Цитируемый текст ::
┌──

Однако Тихо Браге не согласился с гелиоцентрической системой мира. В противовес Копернику он выдвинул свою собственную, гео-гелиоцентрическую систему мира, в которой Земля неподвижно находится в центре мира, вокруг неё обращаются звёзды, Луна и Солнце, но все планеты обращаются вокруг Солнца. Система мира Тихо Браге стала главным конкурентом системы Коперника в следующем, XVII столетии.

Итальянская натурфилософия позднего Возрождения

Своеобразным явлением в мысли XVI — начала XVII веков была итальянская натурфилософия, представленная именами Бернардино Телезио (1509—1588), Франческо Патрици (1529—1597), Джордано Бруно (1548—1600), Томмазо Кампанелла (1568—1639). Идеи этих философов были развитием принципов неоплатонизма. Содержащиеся у них взгляды об одушевлённости природы (ранее получившие выражение у Леонардо да Винчи, Фичино и др.) на пороге научной революции постепенно становились архаическими; вместе с тем, большое значение для развития науки имеет проделанный ими глубокий философский анализ пространства, в значительной мере подготовивший ньютоновскую идею абсолютного пространства. Большой заслугой итальянских натурфилософов является систематическая критика физики Аристотеля.

└──

Представленные данные ::
┌──

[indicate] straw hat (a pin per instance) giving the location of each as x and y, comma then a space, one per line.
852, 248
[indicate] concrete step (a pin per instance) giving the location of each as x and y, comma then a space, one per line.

└──

Что сделать ::
1: Обновите фрагмент текста о натурфилософии между словами "Однако Тихо Браге" и "следующем, XVII столетии." включительно, заменив в нем "гео-гелиоцентрическую" на "геогелиоцентрическую".
2: Ответьте по тексту о натурфилософии на следующие вопросы.
(а) Какую систему мира выдвинул Тихо Браге в противовес Копернику?
(б) Развитием принципов какого учения были идеи итальянских натурфилософов?
(в) Критика чьей физики названа большой заслугой итальянских натурфилософов?
3: Продолжите текст о натурфилософии, начиная сразу после его последнего предложения.

Ответы по заданиям ::
1:
Однако Тихо Браге не согласился с гелиоцентрической системой мира. В противовес Копернику он выдвинул свою собственную, геогелиоцентрическую систему мира, в которой Земля неподвижно находится в центре мира, вокруг неё обращаются звёзды, Луна и Солнце, но все планеты обращаются вокруг Солнца. Система мира Тихо Браге стала главным конкурентом системы Коперника в следующем, XVII столетии.

2:
(а) Гео-гелиоцентрическую систему мира.
(б) Неоплатонизма.
(в) Аристотеля.

3:
В сочинении О природе согласно её собственным началам Бернардино Телезио утверждает, что вся природа состоит из одной и той же материи и является ареной действия двух сил, холода и тепла. Тепло лежит в основе жизни. Поскольку тепло внутренне присуще природе, вся материя в той или иной мере одушевлена. Телезио отрицает существование аристотелева пятого элемента (эфира). Таким образом, в его теории нет места особого элемента, из которого состоят небесные тела, однако сохраняется предположение о существовании небесных сфер.

Франческо Патрици в сочинении Новая философия Вселенной утверждает, что все тела состоят из четырех внутренних начал — пространства, света, тепла и потока. Пространство в натурфилософии Патрици однородно и бесконечно. За пределами материальной Вселенной оно описывается теми же законами геометрии, что и внутри, но заполнено не материальными телами, а особым сверхъестественным светом, исходящим непосредственно от бога. По мнению Патрици, Земля находится в центре мира и совершает вращательное движение вокруг своей оси. Предположение об осевом вращении Земли делает излишним существование сферы неподвижных звезд, совершающей полный оборот вокруг Земли за сутки. Патрици полагал, что планеты движутся самостоятельно, будучи гигантскими живыми существами, наделенными собственным интеллектом. Свет является активным началом природы, создающим различные вещи под действием исходящего от него тепла. Поток — это сама материя, находящаяся в состоянии вечного становления.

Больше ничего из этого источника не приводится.